▶ _PROBLEM_: Copy everything from the line containing "# target: distant field" down to the line containing "Give the mask of every instance of the distant", replacing "distant field" with "far pasture" and leaving the rest unchanged.

[Entries from a collection]

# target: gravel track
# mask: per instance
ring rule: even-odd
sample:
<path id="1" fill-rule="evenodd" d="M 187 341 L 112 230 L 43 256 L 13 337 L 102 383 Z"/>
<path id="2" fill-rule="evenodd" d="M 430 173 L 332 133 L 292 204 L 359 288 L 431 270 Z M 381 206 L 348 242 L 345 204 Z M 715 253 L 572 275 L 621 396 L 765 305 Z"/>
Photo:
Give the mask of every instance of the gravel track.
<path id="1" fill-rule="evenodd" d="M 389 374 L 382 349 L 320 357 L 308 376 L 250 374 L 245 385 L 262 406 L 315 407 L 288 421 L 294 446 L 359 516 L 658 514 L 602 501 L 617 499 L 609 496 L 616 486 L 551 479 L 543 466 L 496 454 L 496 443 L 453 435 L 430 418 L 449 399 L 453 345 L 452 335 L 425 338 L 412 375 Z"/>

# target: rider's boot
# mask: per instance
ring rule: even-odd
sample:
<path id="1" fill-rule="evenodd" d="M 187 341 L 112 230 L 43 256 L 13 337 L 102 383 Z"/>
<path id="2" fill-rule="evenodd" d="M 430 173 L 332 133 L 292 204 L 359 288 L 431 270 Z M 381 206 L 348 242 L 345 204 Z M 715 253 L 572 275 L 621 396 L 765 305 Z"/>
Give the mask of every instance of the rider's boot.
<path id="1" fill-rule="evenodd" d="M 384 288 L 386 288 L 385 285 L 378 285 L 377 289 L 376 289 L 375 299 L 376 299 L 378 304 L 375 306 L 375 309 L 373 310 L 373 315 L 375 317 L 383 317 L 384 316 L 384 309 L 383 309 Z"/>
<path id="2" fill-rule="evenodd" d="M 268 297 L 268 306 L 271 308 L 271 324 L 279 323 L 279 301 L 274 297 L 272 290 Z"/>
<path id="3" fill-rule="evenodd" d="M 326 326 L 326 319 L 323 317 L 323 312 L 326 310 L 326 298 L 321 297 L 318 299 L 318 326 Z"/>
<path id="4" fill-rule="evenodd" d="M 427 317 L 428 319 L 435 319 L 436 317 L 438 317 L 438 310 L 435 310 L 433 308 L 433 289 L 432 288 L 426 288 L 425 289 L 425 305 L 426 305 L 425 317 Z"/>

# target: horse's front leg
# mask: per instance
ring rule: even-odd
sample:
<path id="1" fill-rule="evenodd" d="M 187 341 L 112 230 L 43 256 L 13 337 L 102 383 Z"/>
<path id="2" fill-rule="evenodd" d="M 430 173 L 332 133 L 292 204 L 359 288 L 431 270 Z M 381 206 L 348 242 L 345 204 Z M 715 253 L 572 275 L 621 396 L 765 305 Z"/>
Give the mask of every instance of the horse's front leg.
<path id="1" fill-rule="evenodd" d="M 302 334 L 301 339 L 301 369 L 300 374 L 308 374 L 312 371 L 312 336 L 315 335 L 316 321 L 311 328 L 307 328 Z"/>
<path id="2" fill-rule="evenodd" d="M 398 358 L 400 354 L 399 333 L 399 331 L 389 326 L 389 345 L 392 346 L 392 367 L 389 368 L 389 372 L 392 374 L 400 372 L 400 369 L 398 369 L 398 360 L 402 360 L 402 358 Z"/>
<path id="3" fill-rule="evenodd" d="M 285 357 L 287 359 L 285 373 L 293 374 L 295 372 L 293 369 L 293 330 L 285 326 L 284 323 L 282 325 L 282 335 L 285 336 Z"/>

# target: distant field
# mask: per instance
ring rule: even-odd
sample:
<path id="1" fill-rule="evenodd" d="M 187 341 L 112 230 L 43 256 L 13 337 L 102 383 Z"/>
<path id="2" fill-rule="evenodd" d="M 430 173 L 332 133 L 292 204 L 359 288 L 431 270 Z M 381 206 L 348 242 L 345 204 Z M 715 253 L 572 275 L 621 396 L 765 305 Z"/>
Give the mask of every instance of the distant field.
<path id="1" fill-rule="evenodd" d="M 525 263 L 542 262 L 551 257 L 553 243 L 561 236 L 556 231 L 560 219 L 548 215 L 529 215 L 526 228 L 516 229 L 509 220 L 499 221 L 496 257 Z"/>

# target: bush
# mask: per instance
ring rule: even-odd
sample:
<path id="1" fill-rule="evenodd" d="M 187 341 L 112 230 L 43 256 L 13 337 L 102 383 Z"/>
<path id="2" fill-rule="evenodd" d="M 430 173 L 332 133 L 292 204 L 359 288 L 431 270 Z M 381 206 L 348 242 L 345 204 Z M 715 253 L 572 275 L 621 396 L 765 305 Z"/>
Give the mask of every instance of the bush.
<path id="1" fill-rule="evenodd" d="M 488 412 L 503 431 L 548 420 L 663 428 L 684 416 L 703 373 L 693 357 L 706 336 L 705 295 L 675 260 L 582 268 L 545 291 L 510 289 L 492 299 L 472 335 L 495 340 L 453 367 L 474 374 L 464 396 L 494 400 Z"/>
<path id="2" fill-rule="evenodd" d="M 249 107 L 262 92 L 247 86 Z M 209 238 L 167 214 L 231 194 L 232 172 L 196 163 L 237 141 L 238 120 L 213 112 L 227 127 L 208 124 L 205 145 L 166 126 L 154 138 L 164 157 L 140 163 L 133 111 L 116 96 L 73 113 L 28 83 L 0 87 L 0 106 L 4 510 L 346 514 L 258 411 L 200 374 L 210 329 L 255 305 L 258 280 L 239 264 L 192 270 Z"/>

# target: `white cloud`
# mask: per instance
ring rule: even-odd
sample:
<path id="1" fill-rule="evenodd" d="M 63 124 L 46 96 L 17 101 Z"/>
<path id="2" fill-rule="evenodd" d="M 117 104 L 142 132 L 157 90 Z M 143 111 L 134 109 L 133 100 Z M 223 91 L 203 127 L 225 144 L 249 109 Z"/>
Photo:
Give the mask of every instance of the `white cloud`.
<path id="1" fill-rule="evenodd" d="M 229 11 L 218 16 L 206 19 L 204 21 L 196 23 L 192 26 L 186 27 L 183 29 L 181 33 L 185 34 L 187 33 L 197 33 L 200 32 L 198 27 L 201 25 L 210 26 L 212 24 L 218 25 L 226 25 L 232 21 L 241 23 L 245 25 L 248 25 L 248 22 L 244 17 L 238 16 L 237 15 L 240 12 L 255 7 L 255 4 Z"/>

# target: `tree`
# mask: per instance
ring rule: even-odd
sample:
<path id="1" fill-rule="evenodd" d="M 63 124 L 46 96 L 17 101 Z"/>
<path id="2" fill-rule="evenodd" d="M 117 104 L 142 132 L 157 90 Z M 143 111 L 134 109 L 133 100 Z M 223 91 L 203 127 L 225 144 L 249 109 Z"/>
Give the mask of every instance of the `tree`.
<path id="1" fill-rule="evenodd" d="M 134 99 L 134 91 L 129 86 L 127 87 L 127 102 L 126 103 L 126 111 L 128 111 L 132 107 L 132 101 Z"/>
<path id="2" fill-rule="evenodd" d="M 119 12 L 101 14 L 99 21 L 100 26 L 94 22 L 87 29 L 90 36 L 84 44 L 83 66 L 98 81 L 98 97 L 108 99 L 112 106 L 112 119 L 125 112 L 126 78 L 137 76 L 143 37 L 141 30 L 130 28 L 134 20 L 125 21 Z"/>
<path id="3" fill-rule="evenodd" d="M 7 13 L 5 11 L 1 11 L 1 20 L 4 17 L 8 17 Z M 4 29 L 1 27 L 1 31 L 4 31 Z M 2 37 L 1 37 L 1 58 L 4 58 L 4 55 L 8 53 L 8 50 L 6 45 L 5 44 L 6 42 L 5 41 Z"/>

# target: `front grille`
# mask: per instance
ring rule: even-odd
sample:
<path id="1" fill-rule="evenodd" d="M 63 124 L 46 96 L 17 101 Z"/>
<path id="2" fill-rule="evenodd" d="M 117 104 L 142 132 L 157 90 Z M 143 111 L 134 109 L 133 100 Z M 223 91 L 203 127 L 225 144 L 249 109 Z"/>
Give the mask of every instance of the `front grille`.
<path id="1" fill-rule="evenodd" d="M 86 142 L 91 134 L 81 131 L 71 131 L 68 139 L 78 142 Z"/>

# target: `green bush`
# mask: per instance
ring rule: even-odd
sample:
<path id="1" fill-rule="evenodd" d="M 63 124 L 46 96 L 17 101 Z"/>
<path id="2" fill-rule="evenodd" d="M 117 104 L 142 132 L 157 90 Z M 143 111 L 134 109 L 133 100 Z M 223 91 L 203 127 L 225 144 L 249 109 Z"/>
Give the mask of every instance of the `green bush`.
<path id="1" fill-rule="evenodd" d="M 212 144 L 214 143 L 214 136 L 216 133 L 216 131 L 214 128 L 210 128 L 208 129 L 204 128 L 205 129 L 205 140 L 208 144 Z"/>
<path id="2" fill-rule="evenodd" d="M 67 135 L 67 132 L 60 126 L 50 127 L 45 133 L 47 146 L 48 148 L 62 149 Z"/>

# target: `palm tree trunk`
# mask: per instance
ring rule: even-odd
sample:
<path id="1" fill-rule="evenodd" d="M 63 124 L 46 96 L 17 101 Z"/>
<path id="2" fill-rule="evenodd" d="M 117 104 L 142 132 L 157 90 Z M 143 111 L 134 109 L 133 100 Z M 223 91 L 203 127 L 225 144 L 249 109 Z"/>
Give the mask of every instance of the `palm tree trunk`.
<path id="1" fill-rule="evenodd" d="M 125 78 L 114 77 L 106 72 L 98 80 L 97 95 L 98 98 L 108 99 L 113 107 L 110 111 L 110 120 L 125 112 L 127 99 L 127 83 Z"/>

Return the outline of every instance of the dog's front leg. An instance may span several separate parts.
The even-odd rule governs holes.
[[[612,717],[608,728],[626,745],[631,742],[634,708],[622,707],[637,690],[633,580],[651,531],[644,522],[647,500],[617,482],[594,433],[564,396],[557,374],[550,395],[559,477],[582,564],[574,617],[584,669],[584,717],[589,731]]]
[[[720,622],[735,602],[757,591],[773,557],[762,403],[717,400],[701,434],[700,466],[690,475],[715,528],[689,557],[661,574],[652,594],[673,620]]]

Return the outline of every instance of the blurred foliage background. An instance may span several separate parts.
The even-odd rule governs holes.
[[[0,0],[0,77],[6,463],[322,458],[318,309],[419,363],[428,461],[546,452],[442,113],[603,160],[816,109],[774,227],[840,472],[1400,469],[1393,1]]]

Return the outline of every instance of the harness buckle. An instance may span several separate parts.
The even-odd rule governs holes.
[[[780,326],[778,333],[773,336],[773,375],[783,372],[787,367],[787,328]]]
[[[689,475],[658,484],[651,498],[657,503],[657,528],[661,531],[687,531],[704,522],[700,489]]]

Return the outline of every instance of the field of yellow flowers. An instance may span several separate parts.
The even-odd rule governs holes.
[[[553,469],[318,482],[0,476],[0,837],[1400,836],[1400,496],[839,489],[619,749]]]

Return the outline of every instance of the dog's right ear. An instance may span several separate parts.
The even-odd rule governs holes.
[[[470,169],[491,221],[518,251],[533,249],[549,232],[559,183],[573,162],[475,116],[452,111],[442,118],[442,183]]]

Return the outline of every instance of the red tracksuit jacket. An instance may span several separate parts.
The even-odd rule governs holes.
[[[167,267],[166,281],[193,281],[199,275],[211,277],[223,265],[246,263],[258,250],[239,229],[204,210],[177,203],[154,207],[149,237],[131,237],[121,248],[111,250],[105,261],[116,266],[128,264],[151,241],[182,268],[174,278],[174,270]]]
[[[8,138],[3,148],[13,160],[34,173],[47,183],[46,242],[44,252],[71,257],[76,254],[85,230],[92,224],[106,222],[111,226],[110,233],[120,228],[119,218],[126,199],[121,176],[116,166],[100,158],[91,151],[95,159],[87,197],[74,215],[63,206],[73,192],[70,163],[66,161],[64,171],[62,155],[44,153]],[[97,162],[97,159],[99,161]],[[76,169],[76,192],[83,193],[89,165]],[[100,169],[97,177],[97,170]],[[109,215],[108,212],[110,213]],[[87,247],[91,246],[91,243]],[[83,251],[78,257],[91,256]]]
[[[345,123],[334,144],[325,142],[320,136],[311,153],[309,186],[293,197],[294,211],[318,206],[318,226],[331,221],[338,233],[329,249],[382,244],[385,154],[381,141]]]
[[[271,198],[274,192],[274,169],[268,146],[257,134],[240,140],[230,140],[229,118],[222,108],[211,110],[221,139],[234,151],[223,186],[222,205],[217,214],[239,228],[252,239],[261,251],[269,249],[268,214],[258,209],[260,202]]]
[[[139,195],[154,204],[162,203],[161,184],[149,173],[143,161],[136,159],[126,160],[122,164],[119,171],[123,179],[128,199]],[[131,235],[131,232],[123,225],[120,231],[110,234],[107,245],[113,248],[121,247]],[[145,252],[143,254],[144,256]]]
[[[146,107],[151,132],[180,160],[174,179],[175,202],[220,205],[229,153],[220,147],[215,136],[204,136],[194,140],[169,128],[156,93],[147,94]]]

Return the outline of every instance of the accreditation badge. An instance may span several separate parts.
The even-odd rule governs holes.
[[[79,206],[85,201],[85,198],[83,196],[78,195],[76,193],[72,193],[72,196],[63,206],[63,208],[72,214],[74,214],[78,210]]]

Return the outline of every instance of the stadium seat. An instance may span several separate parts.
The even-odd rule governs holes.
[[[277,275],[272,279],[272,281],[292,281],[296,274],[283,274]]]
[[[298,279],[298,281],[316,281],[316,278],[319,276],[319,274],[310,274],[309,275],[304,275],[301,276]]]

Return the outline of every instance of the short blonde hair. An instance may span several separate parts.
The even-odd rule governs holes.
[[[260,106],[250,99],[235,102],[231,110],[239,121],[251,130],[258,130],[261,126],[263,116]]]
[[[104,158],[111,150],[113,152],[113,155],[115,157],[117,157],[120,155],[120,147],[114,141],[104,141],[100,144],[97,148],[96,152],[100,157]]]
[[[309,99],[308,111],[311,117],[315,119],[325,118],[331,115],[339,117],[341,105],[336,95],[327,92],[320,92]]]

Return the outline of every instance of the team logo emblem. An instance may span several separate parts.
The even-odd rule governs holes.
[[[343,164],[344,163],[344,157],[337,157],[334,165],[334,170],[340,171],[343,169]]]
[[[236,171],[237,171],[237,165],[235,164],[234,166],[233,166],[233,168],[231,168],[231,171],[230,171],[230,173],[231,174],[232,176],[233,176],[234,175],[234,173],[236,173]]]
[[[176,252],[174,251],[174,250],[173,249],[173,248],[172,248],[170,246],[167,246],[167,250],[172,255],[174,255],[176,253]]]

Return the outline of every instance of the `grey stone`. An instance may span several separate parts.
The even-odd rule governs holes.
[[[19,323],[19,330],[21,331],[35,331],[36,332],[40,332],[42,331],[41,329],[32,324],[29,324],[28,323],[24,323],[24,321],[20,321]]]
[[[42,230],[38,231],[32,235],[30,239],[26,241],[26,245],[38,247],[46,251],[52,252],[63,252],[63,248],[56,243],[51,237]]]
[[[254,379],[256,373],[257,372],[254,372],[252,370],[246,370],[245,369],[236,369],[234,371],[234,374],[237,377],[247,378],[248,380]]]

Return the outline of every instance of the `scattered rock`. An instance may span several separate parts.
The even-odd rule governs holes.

▶ _ANSWER TO THIS EXERCISE_:
# target: far pasture
# mask: per instance
ring rule: even-odd
sample:
<path id="1" fill-rule="evenodd" d="M 187 341 L 112 230 L 43 256 L 13 337 L 102 383 Z"/>
<path id="2" fill-rule="evenodd" d="M 430 173 L 332 133 L 292 204 L 359 288 L 431 270 Z M 381 206 L 348 242 L 345 204 Z M 715 253 L 572 275 L 621 396 L 765 305 Z"/>
Give the mask of every instance of the far pasture.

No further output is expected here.